### Exercise objective
Copy word for word the part of the passage on Alzheimer's research that opens with the words "In a journal" and closes with "ineffectively and inappropriately.".

### Passage
The August 1, 2019 issue of the journal Neurology carried a report of a team of researchers who have developed a blood test that can detect the presence of amyloid in the brain with 94% accuracy. Amyloid is one of the chemical constituents found to be tangling up the neuron nerve communication pathways in humans with Alzheimer’s disease.
The article emphasizes this is currently a strict research tool. It is not a laboratory test that your physician or clinic can order or use to detect this form of dementia early. The results of the blood test correlate well with imaging studies currently in use. It is one small step in the investigation of the causes of this progressive, and fatal, heartbreaking disease and hopefully will allow us to evaluate Alzheimer’s at its earliest stages.
In a journal specifically dedicated to this disease entitled Alzheimer’s and Dementia, researchers at the University of California, San Francisco discussed the increased tendency of patients with Alzheimer’s disease to nap and sleep inappropriately and ineffectively. Previously it was felt that this inappropriate sleep pattern when observed was in fact a risk factor and marker for the development of the disease.
Lea Grinberg, MD and her co-authors feel it is a symptom of the disease instead. They believe that the disease process has already destroyed or inhibited those neurons (brain nerve cells) responsible for wakefulness and alertness. In the absence of this stimulation, patients nap and sleep ineffectively and inappropriately.
Imaging of these areas is difficult to obtain because of their location in the skull and brain but, on detailed studies, more tau protein deposition in these wakefulness areas is visualized. This concept now allows researchers to zero in on other brain chemicals associated with wakefulness, alertness and sleep as a potential form of treatment of Alzheimer’s disease in addition to those chemicals in the cholinergic system that most medications attack.

### Supplied material
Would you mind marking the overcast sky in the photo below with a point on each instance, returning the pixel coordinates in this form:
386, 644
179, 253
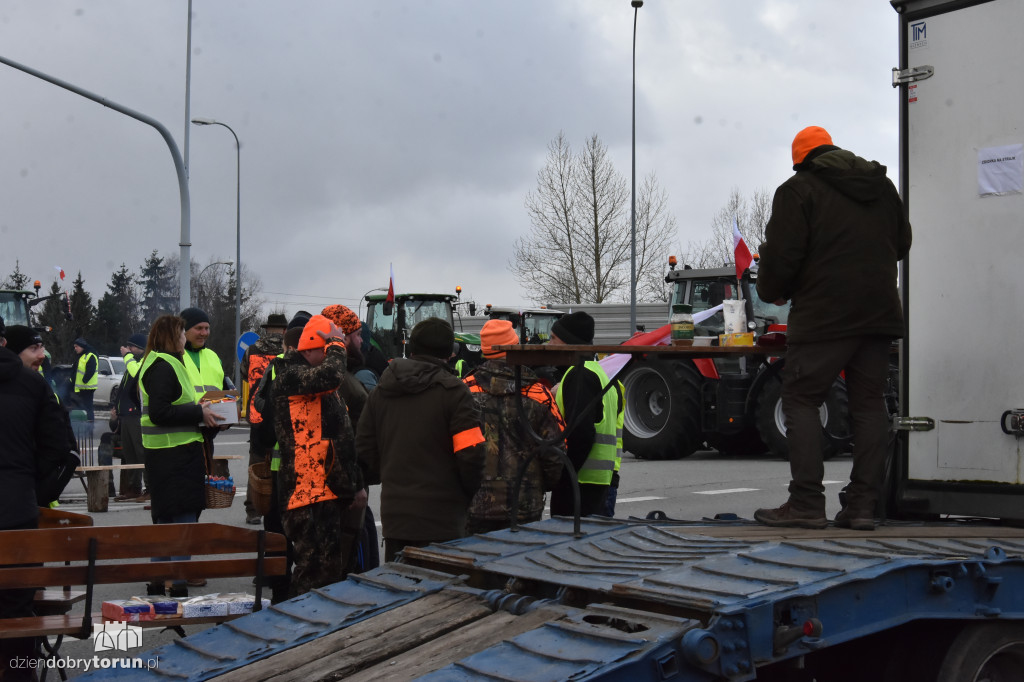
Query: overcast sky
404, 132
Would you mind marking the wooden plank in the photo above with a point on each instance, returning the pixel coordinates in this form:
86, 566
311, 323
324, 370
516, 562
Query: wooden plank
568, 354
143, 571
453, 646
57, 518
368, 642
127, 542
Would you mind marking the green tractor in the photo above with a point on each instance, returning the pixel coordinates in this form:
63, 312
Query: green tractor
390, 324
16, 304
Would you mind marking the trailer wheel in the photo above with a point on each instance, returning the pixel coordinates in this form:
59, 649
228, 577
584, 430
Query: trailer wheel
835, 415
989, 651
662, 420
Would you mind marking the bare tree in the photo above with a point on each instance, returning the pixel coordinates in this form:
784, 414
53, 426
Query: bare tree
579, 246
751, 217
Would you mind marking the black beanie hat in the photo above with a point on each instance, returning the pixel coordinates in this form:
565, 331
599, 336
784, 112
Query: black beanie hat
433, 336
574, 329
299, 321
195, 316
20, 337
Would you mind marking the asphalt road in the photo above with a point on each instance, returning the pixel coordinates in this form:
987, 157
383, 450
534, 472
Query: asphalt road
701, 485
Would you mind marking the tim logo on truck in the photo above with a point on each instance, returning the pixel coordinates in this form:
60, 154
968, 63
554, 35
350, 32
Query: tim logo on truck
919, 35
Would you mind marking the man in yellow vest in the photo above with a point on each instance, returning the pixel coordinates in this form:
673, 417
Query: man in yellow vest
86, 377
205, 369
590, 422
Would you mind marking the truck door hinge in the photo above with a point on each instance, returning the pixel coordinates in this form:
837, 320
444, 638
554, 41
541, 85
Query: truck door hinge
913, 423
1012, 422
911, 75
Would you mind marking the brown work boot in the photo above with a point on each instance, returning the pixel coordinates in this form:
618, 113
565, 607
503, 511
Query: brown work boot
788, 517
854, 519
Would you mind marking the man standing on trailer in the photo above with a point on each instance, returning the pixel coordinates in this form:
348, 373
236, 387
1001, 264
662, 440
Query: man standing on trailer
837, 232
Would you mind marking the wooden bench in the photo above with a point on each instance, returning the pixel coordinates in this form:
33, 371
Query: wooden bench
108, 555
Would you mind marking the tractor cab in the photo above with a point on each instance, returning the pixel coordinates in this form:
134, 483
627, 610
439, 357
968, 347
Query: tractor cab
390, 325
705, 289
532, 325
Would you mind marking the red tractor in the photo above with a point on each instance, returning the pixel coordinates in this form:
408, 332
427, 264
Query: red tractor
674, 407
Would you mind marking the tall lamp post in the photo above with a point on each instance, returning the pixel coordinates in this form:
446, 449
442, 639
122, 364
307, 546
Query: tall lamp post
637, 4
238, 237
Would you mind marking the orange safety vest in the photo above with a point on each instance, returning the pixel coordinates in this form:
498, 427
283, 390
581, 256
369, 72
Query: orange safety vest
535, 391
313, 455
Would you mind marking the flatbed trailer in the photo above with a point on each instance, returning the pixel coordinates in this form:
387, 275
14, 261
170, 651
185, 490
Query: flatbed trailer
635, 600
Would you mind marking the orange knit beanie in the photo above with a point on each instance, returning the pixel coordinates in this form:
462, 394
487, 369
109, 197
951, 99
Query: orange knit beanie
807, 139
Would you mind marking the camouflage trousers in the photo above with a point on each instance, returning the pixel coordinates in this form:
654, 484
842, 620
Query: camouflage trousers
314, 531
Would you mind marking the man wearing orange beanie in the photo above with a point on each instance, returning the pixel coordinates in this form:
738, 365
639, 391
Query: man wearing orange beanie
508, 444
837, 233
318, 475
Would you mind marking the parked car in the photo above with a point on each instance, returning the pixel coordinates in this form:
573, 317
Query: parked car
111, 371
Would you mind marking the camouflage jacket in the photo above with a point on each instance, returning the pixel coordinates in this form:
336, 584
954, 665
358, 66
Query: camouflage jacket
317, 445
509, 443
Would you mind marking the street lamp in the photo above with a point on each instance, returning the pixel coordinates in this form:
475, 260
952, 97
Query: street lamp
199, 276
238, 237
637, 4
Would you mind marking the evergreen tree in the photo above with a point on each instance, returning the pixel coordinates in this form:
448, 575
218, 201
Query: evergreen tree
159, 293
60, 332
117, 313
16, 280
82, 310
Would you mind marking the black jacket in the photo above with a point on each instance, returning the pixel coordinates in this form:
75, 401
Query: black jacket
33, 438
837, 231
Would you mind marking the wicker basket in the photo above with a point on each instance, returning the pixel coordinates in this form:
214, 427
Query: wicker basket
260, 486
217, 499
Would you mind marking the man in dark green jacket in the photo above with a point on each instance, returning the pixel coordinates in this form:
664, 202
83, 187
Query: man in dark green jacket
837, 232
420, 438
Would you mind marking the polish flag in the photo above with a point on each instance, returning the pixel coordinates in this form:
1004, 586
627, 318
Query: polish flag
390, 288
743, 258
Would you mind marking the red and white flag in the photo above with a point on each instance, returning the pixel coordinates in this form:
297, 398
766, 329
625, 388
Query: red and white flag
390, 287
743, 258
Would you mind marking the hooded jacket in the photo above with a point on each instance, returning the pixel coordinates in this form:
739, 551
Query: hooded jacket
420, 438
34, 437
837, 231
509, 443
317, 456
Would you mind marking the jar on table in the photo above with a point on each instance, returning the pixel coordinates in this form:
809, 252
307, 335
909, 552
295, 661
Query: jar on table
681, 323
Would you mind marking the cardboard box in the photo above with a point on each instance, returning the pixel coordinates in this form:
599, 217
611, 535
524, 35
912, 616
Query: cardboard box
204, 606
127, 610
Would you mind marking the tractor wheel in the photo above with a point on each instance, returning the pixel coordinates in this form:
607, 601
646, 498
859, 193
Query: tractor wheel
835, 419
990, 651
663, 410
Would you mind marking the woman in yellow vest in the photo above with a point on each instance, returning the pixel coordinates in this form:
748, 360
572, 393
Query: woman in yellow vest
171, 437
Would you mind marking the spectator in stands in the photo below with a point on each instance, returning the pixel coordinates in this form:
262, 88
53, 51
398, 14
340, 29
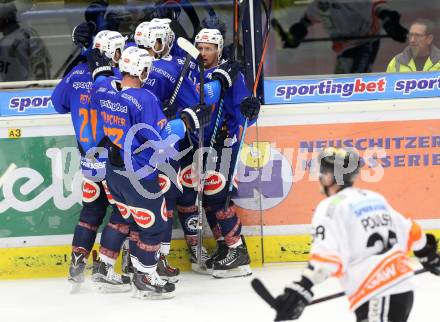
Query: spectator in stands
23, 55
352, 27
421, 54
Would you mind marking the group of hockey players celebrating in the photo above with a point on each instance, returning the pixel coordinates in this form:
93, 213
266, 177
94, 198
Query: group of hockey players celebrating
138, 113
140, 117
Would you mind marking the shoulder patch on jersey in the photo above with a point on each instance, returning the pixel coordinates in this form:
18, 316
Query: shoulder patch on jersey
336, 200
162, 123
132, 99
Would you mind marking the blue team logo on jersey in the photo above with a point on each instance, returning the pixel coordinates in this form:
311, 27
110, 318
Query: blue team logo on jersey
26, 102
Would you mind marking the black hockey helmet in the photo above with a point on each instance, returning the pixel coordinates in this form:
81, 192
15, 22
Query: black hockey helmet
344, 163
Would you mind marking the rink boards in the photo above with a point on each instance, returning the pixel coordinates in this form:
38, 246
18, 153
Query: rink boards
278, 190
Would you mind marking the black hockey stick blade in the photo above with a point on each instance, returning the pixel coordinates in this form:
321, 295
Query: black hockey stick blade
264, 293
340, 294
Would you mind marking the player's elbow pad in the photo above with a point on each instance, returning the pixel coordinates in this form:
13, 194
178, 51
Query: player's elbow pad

### Response to the task
In a journal specifically dedicated to this disease entitled Alzheimer’s and Dementia, researchers at the University of California, San Francisco discussed the increased tendency of patients with Alzheimer’s disease to nap and sleep inappropriately and ineffectively. Previously it was felt that this inappropriate sleep pattern when observed was in fact a risk factor and marker for the development of the disease.
Lea Grinberg, MD and her co-authors feel it is a symptom of the disease instead. They believe that the disease process has already destroyed or inhibited those neurons (brain nerve cells) responsible for wakefulness and alertness. In the absence of this stimulation, patients nap and sleep ineffectively and inappropriately.